I recently came across a paper by Ursina Schaede and Ville Mankki that contains a fascinating empirical finding with major implications for the way in which we think about meritocracy.
The paper examines the long run effects on students of a change in the manner in which their teachers were selected into a graduate program. Finland is well known for having an extremely effective school system, in part because primary teacher education has been "exclusively taught as a research-oriented, five year masters' degree at universities" since the 1970s. These programs are in very high demand among applicants, with acceptance rates of about 10 percent. The admissions process has a first stage based largely on scores on a high school matriculation exam, followed by a second stage involving interviews and the evaluation of live teaching. Candidates are ranked again at the end of the process, and those at the top are taken until capacity is filled.
For a number of years, acceptance into the second stage was based on a quota, ensuring that at least 40 percent of students making it through the first stage of evaluation were male. Although this did not place any constraint on second stage outcomes, it turned out that the entering classes (and hence several cohorts of trained teachers) did not differ much in gender composition from those making it through the first stage. The quota was abolished in 1989, leaving first stage outcomes unconstrained. The first post-quota cohort thus graduated in 1994.
The paper examines the causal effects of this change on the long run outcomes for students. Identification is facilitated by variations across municipalities in the age distribution of teachers at the time of quota removal, coupled with mandatory retirement at age 60. This means that students were differentially exposed to the newer post-quota cohorts, which had a different gender composition (fewer males) and a different distribution of scores on the matriculation exam (higher scores on average).
The authors find that students differentially exposed to the quota-constrained cohorts of teachers ended up with better educational attainment and labor force participation at age 25. In other words, removal of the quota led to a decline in student performance. While this finding is interesting in its own right, even more interesting are the mechanisms that the authors rule out, and the one that they eventually accept.
Could the effect be arising through a role model channel, with particular benefit for boys? No, the authors find "no evidence for boys' educational attainment being more affected from exposure to male quota teachers relative to girls," and none of their "main effects differ systematically or significantly by pupil gender."

▸ **To do**:
Answer these questions about the Finnish teacher selection text above:
1. What are the approximate acceptance rates for Finland's primary teacher education programs?
2. In what year was the quota abolished?
3. At what age is retirement mandatory for teachers?

▸ **Given data**:
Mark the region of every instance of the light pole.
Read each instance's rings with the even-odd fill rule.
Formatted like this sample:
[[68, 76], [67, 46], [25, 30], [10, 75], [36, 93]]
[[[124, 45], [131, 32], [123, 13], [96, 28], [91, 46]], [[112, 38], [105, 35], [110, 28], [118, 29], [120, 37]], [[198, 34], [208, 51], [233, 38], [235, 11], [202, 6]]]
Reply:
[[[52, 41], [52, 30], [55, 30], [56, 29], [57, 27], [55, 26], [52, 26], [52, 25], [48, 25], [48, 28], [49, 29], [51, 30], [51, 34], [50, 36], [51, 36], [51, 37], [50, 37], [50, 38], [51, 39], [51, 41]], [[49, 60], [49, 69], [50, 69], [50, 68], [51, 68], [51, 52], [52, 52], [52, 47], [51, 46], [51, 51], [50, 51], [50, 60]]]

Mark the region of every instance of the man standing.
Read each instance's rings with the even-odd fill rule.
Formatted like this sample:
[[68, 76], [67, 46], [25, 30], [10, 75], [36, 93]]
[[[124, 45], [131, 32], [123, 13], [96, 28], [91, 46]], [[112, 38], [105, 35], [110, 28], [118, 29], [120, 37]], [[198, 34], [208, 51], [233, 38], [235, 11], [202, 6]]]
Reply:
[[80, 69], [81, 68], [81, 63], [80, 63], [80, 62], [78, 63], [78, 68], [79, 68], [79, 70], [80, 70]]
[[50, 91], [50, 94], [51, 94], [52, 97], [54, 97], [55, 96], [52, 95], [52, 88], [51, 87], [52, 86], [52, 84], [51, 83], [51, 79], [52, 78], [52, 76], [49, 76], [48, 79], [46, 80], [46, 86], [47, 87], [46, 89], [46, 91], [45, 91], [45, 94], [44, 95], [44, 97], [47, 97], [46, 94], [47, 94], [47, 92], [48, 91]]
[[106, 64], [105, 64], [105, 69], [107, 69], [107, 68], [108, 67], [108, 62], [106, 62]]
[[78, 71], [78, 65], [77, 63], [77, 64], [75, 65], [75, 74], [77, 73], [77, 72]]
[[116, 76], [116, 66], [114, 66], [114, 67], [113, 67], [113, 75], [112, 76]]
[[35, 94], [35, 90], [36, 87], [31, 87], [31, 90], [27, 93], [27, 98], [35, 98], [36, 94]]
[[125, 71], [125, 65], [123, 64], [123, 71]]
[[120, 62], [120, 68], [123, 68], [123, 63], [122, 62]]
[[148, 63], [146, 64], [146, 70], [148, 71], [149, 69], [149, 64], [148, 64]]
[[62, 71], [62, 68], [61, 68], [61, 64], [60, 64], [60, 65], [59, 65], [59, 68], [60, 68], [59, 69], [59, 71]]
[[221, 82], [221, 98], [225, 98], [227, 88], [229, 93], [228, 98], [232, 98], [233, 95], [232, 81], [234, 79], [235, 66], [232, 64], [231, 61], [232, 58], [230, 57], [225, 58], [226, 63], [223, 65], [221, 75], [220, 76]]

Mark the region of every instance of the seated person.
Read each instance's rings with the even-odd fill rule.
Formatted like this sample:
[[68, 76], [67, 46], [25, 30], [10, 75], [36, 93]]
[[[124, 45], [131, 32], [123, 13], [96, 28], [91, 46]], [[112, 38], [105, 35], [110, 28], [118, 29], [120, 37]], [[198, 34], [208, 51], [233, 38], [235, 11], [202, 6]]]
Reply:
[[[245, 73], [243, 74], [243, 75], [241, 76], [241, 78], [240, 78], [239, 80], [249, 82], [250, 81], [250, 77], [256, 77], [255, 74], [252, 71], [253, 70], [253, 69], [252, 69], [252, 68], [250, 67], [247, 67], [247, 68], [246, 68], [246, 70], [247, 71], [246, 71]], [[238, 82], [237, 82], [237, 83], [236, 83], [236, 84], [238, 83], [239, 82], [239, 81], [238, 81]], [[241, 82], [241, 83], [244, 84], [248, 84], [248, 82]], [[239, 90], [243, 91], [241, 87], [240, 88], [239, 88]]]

▸ **Solution for this problem**:
1. About 10 percent.
2. 1989.
3. 60.